[begin DATASET RECORDS]

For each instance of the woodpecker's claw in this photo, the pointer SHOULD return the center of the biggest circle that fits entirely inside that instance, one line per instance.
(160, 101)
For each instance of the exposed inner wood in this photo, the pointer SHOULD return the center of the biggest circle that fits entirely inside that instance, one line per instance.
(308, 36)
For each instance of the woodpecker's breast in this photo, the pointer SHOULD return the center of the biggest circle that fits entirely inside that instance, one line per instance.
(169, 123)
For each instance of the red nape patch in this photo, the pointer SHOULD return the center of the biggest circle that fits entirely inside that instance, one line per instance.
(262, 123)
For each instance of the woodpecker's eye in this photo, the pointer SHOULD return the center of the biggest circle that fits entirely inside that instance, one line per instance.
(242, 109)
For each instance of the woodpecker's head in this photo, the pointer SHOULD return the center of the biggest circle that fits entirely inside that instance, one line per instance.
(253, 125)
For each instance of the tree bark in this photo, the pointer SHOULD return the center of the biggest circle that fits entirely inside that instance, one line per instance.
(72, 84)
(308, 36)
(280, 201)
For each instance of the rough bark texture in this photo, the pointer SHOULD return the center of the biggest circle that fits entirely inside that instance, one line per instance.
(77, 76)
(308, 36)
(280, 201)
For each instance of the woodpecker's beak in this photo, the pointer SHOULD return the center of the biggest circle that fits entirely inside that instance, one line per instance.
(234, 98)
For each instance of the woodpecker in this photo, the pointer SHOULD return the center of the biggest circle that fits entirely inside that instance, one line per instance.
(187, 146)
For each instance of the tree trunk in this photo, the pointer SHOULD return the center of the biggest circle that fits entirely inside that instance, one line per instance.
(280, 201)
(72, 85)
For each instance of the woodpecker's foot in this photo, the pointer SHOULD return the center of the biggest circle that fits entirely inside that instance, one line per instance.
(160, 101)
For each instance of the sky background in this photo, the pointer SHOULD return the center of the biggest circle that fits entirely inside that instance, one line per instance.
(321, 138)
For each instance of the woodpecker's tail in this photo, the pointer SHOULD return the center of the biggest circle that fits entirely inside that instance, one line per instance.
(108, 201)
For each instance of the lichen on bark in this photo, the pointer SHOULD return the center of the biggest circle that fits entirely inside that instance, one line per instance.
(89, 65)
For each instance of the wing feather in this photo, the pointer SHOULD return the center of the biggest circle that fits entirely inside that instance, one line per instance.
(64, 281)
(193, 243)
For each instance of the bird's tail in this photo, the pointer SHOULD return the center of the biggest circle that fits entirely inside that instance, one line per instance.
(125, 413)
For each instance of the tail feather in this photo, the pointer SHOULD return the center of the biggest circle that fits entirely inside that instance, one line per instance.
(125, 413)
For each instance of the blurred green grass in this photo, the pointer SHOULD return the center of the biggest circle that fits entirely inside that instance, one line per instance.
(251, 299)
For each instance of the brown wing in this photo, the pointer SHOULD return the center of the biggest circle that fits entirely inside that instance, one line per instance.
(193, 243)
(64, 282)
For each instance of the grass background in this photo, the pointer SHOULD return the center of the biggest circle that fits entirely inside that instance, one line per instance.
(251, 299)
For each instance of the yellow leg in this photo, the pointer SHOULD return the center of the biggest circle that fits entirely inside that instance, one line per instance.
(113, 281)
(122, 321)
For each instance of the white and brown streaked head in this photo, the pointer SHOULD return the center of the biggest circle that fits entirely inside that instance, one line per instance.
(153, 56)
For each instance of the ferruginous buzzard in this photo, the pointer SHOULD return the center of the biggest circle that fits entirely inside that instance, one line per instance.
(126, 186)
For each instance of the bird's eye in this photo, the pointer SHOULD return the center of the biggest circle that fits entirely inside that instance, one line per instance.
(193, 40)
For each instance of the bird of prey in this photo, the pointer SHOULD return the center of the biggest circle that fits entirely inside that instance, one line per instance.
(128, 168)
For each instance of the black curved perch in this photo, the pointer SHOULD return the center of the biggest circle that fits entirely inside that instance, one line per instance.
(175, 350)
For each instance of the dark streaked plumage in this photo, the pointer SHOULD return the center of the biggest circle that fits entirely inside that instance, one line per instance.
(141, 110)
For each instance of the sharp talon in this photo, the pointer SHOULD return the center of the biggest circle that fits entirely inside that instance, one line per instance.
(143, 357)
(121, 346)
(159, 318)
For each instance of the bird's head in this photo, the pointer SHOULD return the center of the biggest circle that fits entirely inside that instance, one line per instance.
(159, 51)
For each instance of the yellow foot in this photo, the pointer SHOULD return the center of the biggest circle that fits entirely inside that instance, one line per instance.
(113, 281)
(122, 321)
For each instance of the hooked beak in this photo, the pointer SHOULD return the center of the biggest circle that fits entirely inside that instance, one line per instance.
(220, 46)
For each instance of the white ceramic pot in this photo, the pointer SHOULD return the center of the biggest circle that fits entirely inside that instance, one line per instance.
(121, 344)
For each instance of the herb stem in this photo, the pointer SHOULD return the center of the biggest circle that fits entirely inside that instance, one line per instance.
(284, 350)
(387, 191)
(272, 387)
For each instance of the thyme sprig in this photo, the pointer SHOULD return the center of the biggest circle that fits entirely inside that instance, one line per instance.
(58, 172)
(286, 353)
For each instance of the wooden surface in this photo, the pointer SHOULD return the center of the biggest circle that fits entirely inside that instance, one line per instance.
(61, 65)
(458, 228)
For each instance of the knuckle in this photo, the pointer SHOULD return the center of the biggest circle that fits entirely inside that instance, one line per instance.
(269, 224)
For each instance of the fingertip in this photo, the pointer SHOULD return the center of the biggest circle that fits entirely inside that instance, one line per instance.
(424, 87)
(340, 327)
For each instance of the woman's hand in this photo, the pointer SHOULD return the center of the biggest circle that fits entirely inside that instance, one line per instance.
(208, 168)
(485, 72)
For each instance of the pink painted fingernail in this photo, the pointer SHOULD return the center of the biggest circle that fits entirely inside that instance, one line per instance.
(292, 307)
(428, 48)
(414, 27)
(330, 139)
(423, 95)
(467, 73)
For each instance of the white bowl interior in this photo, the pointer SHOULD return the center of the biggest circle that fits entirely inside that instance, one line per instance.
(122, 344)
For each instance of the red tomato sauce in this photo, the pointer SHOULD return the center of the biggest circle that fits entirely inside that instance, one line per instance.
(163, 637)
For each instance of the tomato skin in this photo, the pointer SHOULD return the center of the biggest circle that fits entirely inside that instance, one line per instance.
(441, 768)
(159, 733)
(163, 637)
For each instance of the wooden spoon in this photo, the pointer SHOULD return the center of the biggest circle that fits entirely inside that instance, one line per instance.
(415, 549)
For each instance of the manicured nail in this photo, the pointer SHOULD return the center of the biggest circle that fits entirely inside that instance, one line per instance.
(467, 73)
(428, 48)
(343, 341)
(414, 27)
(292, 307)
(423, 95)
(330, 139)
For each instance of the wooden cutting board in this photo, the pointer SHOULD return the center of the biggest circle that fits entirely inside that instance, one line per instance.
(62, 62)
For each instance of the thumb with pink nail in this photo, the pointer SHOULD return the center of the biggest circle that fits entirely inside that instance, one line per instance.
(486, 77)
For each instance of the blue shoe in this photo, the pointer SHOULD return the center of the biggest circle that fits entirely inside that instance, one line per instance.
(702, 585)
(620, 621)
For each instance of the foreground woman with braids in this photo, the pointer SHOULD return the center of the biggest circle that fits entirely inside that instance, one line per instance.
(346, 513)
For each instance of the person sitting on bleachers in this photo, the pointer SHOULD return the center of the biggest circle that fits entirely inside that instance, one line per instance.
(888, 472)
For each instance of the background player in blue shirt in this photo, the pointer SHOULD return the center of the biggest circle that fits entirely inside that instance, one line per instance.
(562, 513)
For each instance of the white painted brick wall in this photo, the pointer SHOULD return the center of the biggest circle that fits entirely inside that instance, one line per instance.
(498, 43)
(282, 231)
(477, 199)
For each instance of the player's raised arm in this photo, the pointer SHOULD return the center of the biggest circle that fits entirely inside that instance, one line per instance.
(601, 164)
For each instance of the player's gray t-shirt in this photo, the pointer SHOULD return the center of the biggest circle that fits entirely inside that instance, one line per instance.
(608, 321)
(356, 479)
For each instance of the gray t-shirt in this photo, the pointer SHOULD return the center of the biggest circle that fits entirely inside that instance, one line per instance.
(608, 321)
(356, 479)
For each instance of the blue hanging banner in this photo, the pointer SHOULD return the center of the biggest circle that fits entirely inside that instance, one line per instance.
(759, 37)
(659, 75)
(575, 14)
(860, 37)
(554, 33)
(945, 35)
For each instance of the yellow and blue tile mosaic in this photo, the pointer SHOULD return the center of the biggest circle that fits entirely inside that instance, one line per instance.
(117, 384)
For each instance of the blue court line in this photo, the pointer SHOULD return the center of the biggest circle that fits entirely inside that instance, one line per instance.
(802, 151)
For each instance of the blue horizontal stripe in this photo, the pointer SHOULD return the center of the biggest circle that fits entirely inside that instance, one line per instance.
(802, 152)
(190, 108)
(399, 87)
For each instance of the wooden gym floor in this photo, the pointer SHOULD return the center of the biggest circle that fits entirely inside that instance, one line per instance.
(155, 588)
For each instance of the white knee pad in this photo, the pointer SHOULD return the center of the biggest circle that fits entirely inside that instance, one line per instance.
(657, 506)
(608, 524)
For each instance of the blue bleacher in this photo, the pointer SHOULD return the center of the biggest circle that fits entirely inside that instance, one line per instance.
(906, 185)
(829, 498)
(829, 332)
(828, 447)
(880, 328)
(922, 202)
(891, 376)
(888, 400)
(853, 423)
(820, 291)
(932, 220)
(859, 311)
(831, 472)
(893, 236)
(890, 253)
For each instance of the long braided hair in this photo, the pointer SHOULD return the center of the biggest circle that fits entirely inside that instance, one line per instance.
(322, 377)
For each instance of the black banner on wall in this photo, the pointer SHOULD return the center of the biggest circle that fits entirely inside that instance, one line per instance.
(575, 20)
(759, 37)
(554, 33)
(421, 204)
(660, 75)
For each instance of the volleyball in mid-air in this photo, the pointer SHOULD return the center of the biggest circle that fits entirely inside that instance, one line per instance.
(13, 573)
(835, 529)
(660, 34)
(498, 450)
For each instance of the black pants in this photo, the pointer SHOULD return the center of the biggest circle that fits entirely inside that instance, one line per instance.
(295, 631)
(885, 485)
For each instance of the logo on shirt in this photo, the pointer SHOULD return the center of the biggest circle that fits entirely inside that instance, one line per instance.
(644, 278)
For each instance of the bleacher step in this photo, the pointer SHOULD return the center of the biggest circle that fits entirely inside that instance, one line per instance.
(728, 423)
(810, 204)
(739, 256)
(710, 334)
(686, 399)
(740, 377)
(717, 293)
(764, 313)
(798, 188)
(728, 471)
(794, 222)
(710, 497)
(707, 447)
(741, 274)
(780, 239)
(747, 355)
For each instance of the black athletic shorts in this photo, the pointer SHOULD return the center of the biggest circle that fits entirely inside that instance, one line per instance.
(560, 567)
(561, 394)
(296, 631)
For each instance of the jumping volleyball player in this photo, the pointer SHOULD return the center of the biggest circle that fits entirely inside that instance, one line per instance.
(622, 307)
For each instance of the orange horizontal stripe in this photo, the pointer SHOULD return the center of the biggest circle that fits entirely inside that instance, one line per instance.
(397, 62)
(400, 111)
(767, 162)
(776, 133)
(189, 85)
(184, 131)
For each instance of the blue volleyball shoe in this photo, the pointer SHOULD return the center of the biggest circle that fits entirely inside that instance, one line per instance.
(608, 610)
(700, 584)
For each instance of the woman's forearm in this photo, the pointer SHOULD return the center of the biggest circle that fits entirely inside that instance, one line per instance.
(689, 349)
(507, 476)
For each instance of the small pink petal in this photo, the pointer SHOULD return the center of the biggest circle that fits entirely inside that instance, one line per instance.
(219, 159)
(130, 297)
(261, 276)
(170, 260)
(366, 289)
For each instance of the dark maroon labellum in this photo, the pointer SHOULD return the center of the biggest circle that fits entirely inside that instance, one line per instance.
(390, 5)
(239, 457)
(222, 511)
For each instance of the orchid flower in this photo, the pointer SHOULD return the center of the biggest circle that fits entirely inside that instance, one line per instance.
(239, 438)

[end DATASET RECORDS]

- TASK DESCRIPTION -
Every line from the line containing "For each instance of the woman's forearm" to the last line of the material above must be repeated exactly, and no other line.

- REPLY TO THE TASK -
For each instance of the woman's forearm in this photo, the pointer SHOULD return the center of the biggest circle that fits entirely inside that instance, one line per instance.
(689, 349)
(507, 476)
For each instance of the small pink petal in this photo, the pointer SHOULD return the center of the biggest circle that fits entirely inside that instance, one line per instance.
(219, 159)
(130, 297)
(261, 276)
(170, 260)
(366, 289)
For each instance of the dark maroon labellum in this photo, the pointer SHOULD return the center of the biggest circle that fits entirely inside that instance, one line per instance.
(390, 5)
(239, 457)
(222, 511)
For each instance of the orchid flower in this photo, the pointer SHOULD return the center of the biggest circle that fits entirely inside that instance, one line per instance.
(239, 438)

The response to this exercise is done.